Exercise task 1:
Identify every line in the records that contains the string "storm", and copy each of those lines.
[START Quoted passage]
It is the pastor’s heart which takes up the very words of his friend—
Yes, He speaks and speaks to thee,
May He help thee to believe!
Richard Cecil says that Herbert was a ‘favourite’ of Newton’s, and there are not wanting reminiscences of Herbert in the Olney hymns, though Newton had little of Herbert’s ingenuity or power, and he says in a few plain words what Herbert weaves into a quaint poem, bright and ever-memorable with some ‘conceit’ such as he only conceived. If we set Newton and Herbert side by side, the comparison is, of course, all in favour of Herbert. Herbert speaks to himself and to God in what is an unknown tongue to many a good plain Christian. Newton wrote for his simple labouring folk at Olney; he is the poet of the rustic prayer-meeting. Bemerton and Olney were both villages in the land of Beulah, but there is a difference in the dialect, which is easily accounted for when we remember the contrast between the life of Herbert and of Newton. When they passed through a similar spiritual experience they described it in very different fashion, but, though there are diversities of gifts, there is the same Spirit; there is the same self-distrust, self-abhorrence; and there is the same calm acceptance of the great salvation and its joys. George Herbert tells his deepest, sweetest experience in the final poem of The Temple.[163] Newton tells his story in simple, homely verse that is not poetry, but is prayer and praise expressed in natural rhythm.
[END Quoted passage]
Exercise task 2:
Do these statements agree with the passage on Newton and Herbert? For each one, answer yes or no and quote the words of the passage that decide it.
(a) Newton matched Herbert in ingenuity and power.
(b) Newton wrote for the simple working people of Olney.
(c) Herbert tells his deepest experience in the opening poem of The Temple.
[START Material]
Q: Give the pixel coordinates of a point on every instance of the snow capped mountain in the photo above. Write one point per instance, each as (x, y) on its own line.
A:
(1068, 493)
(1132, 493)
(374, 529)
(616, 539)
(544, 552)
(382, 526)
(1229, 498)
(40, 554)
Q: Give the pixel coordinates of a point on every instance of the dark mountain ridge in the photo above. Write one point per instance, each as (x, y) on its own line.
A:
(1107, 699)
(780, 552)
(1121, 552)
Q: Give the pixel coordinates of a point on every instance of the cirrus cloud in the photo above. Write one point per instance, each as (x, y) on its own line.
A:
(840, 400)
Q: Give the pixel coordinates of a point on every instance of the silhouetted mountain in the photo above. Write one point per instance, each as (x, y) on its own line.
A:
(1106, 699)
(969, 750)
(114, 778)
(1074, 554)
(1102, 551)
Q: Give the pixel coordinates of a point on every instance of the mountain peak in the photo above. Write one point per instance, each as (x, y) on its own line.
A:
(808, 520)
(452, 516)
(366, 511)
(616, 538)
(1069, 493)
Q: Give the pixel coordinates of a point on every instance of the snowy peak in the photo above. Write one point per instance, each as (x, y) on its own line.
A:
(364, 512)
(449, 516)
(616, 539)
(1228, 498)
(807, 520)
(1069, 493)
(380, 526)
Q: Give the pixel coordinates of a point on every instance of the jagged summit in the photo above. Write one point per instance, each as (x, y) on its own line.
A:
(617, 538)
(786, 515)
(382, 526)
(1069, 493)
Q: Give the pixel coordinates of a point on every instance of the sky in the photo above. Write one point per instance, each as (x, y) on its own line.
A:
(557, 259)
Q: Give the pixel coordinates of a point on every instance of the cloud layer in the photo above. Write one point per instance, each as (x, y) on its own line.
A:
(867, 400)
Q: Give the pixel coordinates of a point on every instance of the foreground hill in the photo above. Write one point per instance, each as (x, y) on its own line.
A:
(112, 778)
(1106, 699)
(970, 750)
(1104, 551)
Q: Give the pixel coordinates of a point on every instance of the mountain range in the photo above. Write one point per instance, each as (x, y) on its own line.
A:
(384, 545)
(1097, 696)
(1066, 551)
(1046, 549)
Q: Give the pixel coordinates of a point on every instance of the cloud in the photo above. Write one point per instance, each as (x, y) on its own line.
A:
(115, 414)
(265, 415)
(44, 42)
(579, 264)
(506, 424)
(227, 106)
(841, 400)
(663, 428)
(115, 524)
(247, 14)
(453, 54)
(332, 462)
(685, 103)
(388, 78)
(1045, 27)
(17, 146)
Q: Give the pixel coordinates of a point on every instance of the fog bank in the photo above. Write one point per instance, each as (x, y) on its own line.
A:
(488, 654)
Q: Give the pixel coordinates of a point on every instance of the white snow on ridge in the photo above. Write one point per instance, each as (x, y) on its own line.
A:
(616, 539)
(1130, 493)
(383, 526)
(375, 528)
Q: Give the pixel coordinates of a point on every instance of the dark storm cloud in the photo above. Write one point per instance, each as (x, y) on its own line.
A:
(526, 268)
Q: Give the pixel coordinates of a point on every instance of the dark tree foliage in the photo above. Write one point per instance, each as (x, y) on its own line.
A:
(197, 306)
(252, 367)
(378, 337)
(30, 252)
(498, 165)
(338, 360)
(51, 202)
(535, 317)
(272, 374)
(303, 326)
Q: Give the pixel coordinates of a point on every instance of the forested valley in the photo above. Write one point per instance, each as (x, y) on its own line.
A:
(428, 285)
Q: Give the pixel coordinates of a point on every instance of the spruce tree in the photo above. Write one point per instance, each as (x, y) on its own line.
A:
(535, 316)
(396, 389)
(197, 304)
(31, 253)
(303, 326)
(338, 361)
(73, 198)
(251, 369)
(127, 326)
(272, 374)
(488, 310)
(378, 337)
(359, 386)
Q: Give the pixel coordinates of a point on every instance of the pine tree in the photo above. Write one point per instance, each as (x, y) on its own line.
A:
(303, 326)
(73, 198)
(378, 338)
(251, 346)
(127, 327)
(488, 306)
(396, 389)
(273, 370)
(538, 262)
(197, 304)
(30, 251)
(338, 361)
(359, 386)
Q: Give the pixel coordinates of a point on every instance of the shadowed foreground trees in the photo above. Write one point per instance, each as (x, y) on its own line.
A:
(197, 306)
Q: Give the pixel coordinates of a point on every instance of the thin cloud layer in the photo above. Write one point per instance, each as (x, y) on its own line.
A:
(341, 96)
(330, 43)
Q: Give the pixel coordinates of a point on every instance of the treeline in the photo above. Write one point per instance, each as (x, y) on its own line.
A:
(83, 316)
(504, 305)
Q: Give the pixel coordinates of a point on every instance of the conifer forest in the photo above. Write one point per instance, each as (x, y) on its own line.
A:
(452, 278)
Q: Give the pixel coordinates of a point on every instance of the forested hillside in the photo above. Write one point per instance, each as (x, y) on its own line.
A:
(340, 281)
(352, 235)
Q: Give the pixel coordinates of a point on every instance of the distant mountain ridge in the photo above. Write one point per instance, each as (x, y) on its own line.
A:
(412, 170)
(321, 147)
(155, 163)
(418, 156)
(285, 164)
[END Material]
Complete response 1:
Q: Give the pixel coordinates of a point on every instance of the dark storm cloud in the photo above. Write one point per instance, each as (x, y) on its own line.

Complete response 2:
(a) No: "Newton had little of Herbert’s ingenuity or power"
(b) Yes: "Newton wrote for his simple labouring folk at Olney"
(c) No: "George Herbert tells his deepest, sweetest experience in the final poem of The Temple"